■ **HOW TO COMPLETE THIS TASK**
Only a single number is expected: how many lines of the data hold the word "below".

————

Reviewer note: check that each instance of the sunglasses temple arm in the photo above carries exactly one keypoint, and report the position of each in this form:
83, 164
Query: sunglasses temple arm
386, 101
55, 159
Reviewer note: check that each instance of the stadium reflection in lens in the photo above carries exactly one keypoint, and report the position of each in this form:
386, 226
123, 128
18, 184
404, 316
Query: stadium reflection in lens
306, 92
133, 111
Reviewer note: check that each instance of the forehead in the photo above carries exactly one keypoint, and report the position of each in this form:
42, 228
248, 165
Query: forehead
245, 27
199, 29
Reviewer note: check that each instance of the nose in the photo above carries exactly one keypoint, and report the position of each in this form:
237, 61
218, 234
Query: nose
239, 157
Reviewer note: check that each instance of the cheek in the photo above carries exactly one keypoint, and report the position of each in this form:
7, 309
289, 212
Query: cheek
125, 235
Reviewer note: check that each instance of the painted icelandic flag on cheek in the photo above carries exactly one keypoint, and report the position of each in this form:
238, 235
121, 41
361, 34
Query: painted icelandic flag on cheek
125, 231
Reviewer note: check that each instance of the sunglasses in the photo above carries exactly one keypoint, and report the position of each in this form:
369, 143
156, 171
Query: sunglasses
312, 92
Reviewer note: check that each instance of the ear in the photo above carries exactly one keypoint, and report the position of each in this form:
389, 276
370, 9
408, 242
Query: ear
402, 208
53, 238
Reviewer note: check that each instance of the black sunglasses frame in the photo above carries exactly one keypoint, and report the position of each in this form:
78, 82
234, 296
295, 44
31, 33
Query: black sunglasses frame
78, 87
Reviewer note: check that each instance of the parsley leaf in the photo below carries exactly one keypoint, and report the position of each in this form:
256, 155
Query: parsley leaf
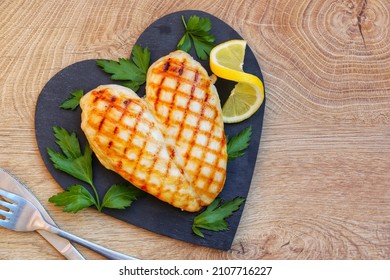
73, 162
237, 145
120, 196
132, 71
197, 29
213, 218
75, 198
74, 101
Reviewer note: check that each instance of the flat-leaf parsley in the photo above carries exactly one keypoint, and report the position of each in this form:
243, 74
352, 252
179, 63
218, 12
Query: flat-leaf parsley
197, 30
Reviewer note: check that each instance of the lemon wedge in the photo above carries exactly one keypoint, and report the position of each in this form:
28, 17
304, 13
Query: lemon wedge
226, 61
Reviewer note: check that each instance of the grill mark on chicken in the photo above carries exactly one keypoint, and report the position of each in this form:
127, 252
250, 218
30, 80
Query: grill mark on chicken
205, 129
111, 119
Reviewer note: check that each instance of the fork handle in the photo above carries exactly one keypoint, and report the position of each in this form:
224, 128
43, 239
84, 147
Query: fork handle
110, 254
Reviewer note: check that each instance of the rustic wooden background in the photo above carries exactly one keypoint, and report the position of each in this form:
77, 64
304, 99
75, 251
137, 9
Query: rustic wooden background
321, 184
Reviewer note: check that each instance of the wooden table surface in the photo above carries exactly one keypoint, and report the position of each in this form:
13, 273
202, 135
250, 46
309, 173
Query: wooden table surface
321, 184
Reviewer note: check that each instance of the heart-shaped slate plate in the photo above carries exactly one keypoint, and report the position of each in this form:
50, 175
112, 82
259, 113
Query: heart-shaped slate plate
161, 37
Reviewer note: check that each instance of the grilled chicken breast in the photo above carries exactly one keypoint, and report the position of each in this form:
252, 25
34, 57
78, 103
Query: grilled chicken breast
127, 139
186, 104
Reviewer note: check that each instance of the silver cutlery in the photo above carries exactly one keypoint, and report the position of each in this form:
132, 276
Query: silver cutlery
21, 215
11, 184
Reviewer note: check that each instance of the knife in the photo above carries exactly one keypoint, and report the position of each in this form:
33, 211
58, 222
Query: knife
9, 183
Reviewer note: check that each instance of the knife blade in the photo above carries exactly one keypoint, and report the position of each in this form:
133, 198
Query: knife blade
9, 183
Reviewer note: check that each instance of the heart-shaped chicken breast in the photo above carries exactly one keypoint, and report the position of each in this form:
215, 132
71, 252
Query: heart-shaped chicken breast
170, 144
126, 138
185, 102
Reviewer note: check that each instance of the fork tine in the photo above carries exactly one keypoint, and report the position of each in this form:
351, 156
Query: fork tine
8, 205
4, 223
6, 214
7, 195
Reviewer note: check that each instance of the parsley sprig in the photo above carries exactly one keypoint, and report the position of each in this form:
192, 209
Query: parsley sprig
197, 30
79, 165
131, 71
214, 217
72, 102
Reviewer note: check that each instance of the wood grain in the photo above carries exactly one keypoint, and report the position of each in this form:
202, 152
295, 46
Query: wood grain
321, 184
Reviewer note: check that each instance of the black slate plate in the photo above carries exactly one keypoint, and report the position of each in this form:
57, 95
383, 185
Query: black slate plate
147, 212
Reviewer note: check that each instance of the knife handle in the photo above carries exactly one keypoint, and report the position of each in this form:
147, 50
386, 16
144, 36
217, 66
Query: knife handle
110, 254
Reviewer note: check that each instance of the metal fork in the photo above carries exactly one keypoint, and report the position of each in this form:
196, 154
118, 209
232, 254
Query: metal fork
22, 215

————

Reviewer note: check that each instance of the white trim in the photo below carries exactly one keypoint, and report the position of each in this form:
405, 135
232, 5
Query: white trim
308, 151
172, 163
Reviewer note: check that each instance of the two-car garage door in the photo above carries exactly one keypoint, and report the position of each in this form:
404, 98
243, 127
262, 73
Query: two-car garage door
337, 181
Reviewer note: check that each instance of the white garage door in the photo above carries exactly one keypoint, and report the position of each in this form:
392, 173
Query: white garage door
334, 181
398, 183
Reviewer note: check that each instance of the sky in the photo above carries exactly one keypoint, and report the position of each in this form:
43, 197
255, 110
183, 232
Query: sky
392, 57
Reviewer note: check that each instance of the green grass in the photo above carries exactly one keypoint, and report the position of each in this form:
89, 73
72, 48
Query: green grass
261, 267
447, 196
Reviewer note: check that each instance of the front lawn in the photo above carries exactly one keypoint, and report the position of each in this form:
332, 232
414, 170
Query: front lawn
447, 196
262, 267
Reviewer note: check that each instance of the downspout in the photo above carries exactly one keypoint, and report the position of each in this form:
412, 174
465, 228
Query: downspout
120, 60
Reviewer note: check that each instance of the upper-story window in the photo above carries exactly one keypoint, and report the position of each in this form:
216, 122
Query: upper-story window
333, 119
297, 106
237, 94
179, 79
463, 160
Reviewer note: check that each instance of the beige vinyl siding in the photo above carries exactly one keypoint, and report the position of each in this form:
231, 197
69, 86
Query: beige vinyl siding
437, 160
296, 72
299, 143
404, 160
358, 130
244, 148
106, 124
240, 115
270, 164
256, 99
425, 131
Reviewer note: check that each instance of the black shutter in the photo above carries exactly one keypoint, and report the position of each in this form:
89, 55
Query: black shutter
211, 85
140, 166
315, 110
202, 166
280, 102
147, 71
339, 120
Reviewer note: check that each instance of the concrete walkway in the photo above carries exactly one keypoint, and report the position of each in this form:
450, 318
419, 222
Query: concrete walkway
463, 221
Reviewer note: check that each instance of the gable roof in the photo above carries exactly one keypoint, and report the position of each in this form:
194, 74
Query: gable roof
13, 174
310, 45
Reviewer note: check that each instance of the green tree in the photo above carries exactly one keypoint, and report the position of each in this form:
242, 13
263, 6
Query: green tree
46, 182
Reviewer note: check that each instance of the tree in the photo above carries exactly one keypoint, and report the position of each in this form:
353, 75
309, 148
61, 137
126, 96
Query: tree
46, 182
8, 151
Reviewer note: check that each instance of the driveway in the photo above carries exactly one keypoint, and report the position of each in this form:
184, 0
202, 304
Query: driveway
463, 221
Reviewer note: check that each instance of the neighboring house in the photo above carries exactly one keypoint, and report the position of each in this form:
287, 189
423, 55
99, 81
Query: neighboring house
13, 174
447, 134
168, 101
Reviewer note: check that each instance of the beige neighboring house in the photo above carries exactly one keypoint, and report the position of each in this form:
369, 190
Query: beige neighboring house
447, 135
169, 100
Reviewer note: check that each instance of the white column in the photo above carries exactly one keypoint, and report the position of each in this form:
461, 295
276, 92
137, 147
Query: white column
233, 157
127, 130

————

■ **WRITTEN RESPONSE**
2